Retype every one of the records below word for word, keeping each line as it is.

>> begin Input rows

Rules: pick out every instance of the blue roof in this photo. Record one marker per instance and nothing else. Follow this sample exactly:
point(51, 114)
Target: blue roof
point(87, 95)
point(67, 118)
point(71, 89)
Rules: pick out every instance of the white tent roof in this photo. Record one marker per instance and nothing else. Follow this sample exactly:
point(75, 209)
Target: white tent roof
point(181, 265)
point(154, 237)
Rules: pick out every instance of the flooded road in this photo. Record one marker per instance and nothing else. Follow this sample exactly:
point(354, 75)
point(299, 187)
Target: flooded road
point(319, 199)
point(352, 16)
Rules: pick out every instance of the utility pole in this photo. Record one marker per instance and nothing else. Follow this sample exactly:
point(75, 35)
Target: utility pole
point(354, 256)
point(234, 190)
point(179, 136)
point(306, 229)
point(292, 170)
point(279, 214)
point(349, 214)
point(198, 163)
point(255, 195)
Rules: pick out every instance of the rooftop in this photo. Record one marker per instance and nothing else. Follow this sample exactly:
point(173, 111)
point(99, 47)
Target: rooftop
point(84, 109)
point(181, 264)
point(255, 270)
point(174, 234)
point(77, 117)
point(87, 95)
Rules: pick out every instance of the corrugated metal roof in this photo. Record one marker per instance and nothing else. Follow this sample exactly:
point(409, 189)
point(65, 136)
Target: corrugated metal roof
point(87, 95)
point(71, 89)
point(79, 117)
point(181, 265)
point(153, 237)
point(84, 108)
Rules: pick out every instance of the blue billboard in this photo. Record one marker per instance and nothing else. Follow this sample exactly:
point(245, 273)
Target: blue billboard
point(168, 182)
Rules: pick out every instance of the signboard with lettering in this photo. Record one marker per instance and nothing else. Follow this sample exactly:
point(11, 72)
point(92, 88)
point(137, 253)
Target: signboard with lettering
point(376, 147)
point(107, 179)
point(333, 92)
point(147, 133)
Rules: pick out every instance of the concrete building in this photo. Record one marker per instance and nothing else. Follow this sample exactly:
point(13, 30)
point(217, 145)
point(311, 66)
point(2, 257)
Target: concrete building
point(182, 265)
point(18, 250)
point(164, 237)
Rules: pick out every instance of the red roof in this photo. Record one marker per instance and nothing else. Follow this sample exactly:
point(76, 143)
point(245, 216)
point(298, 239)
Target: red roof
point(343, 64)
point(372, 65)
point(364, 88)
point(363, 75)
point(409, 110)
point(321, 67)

>> end Input rows

- **Worked solution**:
Rules: pick out every instance of the blue roof in this photo. Record one marker per instance and nothing else. Follow this sample exactly:
point(51, 114)
Target: blue roof
point(87, 95)
point(67, 118)
point(71, 89)
Rules: pick out every instance of the white tent roof in this photo. Record one marker per instance and nothing else. Follow this sample exactly:
point(75, 209)
Target: white tent roof
point(181, 265)
point(154, 237)
Rules: pick out every instance of the flooded road in this photo. Record one marker per instance and nothing else. Follow this sample exactly:
point(354, 75)
point(299, 187)
Target: flooded road
point(319, 199)
point(352, 16)
Rules: pick out every instance of the utility pole in this photo. Record one marker per instance and nothing else. Follow this sample exactly:
point(75, 35)
Target: utility pole
point(354, 256)
point(234, 190)
point(179, 136)
point(306, 229)
point(292, 170)
point(279, 214)
point(349, 214)
point(198, 163)
point(255, 195)
Rules: pick out every instance of the rooftop in this photo. Record one marker per instance and nothing else. Follow this sample exactly:
point(173, 111)
point(99, 47)
Target: rooftop
point(84, 109)
point(181, 264)
point(255, 270)
point(174, 234)
point(77, 117)
point(87, 95)
Rules: pick out every instance of the corrugated metal roof in this photo. Record one marker per instance and nothing else. Follow this sample exactly:
point(409, 189)
point(65, 136)
Target: corrugated metal roof
point(87, 95)
point(71, 89)
point(79, 117)
point(181, 265)
point(153, 237)
point(84, 108)
Rules: pick out every instance of the blue billboard in this photo. Record one marker per instance and nothing else. Follow this sample exactly:
point(245, 273)
Target: blue billboard
point(168, 182)
Rules: pick out every instance of the signboard with lettering in this photo. Record one marker per instance and nothing else. Follow this sample exactly:
point(11, 72)
point(92, 88)
point(137, 253)
Target: signboard with lettering
point(376, 147)
point(107, 179)
point(333, 92)
point(147, 133)
Rules: pick out every instance of the concrete building in this photo. Record one marker per instance and nothing else. Follow this sample exactly:
point(13, 30)
point(217, 145)
point(311, 66)
point(2, 257)
Target: concrete building
point(182, 265)
point(18, 250)
point(164, 237)
Rules: pick out every instance of the red roof in this photo. Record one marker per instance and nothing else. Follow this sample exactly:
point(76, 143)
point(245, 216)
point(298, 239)
Target: red roof
point(343, 64)
point(372, 65)
point(364, 88)
point(363, 75)
point(409, 110)
point(321, 67)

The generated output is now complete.